> _WORK INSTRUCTIONS_
Return each line of the listing below that contains the word "negative".

##### GIVEN ENTRIES

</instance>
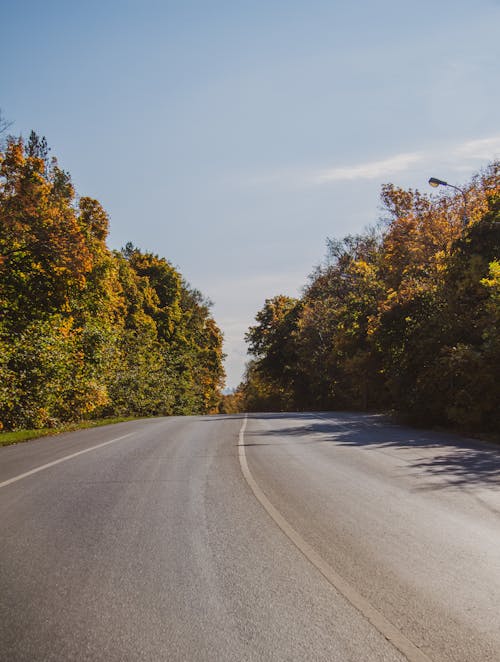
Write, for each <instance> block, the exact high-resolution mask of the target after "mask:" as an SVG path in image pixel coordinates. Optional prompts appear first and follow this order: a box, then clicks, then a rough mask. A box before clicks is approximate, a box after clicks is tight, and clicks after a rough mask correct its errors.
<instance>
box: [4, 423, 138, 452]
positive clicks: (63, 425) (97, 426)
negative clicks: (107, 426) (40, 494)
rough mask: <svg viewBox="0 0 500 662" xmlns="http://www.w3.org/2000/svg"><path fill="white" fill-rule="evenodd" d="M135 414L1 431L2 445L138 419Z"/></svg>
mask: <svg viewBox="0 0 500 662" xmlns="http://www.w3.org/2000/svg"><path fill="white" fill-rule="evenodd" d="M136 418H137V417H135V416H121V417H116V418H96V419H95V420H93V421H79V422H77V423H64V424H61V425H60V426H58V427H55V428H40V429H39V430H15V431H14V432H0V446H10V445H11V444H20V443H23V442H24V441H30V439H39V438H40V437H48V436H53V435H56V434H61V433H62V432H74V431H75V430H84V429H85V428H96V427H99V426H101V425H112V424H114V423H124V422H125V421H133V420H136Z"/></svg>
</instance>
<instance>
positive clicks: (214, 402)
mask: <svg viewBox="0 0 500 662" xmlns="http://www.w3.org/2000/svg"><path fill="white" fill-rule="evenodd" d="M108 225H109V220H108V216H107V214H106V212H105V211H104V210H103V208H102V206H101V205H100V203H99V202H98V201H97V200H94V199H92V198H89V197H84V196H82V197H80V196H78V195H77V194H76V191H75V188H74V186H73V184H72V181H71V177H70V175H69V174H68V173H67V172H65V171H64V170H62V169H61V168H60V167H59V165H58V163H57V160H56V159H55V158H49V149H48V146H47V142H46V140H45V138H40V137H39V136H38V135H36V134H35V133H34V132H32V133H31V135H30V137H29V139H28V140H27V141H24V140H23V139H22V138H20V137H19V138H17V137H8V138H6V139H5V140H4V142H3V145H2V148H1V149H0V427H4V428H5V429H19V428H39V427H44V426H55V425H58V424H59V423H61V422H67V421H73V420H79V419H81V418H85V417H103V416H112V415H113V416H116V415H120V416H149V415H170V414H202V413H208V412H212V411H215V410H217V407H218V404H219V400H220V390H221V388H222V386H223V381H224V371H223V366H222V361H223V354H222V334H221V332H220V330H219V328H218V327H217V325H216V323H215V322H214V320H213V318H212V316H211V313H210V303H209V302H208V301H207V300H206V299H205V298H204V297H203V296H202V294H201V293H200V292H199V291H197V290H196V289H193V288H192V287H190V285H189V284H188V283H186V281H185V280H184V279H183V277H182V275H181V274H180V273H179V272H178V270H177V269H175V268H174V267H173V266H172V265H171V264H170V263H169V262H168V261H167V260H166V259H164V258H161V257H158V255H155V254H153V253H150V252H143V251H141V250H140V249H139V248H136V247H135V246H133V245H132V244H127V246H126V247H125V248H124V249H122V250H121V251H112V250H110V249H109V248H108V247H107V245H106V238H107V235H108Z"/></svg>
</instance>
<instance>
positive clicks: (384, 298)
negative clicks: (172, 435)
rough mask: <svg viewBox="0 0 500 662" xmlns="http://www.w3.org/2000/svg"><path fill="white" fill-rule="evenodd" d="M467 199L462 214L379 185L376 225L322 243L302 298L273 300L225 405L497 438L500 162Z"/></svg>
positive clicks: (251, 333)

##########

> _ANSWER TO THIS EXERCISE_
negative clicks: (107, 426) (40, 494)
negative clicks: (172, 435)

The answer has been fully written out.